— SET TASK —
Reproduce all of the entries below, requests included, and offset every answer coordinate by adding 11 to each number; the coordinates in the requests and their format samples stay unchanged. Leave the pictures out of your output.

-- begin TASK MATERIAL --

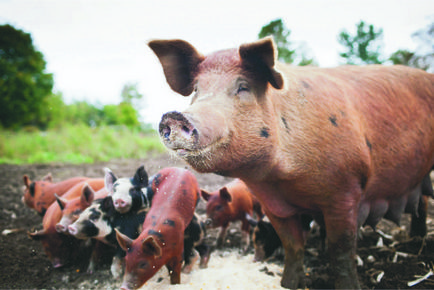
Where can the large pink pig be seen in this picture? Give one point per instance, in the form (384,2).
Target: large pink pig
(349,144)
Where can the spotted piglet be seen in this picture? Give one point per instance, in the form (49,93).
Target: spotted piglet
(99,222)
(129,194)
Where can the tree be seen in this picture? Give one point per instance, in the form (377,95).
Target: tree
(130,94)
(285,50)
(364,46)
(24,86)
(424,55)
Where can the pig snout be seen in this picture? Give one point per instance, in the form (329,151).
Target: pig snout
(120,203)
(72,230)
(61,228)
(208,223)
(178,132)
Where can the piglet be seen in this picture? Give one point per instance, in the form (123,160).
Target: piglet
(229,204)
(129,193)
(39,195)
(162,239)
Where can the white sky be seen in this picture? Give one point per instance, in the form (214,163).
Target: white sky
(94,47)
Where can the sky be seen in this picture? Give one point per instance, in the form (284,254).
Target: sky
(95,47)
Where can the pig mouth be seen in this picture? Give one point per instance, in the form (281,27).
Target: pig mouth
(185,139)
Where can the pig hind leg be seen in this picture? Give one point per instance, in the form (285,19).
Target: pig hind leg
(418,220)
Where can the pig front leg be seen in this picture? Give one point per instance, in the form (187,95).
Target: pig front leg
(341,227)
(221,236)
(174,267)
(290,231)
(245,236)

-- end TASK MATERIAL --

— SOLUTION —
Where can the large pink pig be seen in this picture? Give one point per instance, in the form (384,2).
Target: large pink pig
(360,155)
Where can the spotted piglet be seen in this picture? Give one point per instance, in the form (49,93).
Target: spotted piglet
(110,233)
(140,205)
Where can the tree be seen in this picture? Give one point per instance, in the form (377,95).
Target: tree
(141,105)
(296,61)
(375,57)
(35,97)
(435,66)
Where can the pig snout be seen in this picture? Give one point per instance, in the form (329,151).
Target: pig snout
(131,214)
(83,241)
(72,239)
(219,234)
(189,143)
Where can the piglet be seen in this picture? Give one point per instance, in the form (123,160).
Target: piglet
(240,215)
(140,204)
(50,206)
(173,250)
Where can the white sky be seen in this picture? Give one point per instance, in the form (214,163).
Target: white sky
(105,58)
Where can the sky be seen in this picture? Give one point per instance, in the form (284,254).
Target: sky
(106,58)
Where can the pig mouth be seen in this picture? Give one point per instance, in the form (281,27).
Target: pig mouth
(196,150)
Where can the pig hind leg be seen in this picture? Give one point per instance, in the form (285,19).
Target: pig hind leg
(429,231)
Where can the pig front leg be seen in this picture? Give one point per instance, in the form (187,95).
Target: pig front leg
(352,238)
(232,247)
(185,278)
(301,242)
(256,247)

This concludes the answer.